• [Short task a]:
Decide whether each statement below agrees with the canola market report: (i) the nearby July canola future was trading up; (ii) export sources said China had deferred, not cancelled, its purchases of Canadian canola; (iii) a pull-back in the Canadian dollar was seen as supportive. Answer yes or no for each, quoting the words of the report that decide it.

• [Selected excerpt]:
-- START --

By Dwayne Klassen, Resource News International

June 17, 2009

Winnipeg – Canola contracts on the ICE Futures Canada platform were trading in a mixed range with the nearby July future down and the November and January contracts up. Reports of Canadian canola cancellations by China sparked some of the selling while a pull-back in the value of the Canadian dollar was seen as supportive, market watchers said.

Export sources acknowledged the rumours about China, but indicated that the purchases of Canadian canola were deferred, and not cancelled by China. "Posturing, is what this is all about," a source said.

Declines in CBOT soyoil futures helped to spark some selling in canola as did the weakness in global crude oil futures.

The absence of fresh export business being put on the books, contributed to the selling interest in the market, traders said.

Support in the market continued to come from the lack of canola in the cash pipeline to meet existing commitments at the export terminals, brokers said.

-- END --

• [Short task b]:
Pull out every line of the listing below that contains the string "instance", treating case as significant.

• [Supplied records]:
-- START --

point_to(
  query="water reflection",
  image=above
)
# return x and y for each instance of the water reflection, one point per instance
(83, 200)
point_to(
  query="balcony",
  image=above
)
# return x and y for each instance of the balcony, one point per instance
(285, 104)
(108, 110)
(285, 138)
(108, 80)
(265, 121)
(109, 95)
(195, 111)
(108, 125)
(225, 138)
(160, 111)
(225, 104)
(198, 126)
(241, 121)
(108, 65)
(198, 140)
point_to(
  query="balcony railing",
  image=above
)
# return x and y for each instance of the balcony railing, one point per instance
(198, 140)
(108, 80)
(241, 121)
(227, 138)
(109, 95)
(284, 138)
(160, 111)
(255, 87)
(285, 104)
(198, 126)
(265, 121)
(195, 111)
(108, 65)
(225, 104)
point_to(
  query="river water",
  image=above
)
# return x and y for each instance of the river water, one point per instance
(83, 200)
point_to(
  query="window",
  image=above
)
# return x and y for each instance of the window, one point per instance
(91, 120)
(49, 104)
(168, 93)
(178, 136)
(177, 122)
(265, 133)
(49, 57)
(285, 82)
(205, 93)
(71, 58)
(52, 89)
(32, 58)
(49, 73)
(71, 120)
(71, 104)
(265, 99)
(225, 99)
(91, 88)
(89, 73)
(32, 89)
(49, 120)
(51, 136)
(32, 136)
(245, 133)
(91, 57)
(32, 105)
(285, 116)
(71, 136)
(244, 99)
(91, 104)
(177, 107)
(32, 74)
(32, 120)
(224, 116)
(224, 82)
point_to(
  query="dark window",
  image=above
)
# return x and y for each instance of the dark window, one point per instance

-- END --

• [Task result a]:
(i) No: "with the nearby July future down and the November and January contracts up"
(ii) Yes: "indicated that the purchases of Canadian canola were deferred, and not cancelled by China"
(iii) Yes: "a pull-back in the value of the Canadian dollar was seen as supportive"

• [Task result b]:
# return x and y for each instance of the water reflection, one point per instance
# return x and y for each instance of the balcony, one point per instance
# return x and y for each instance of the balcony railing, one point per instance
# return x and y for each instance of the river water, one point per instance
# return x and y for each instance of the window, one point per instance
# return x and y for each instance of the dark window, one point per instance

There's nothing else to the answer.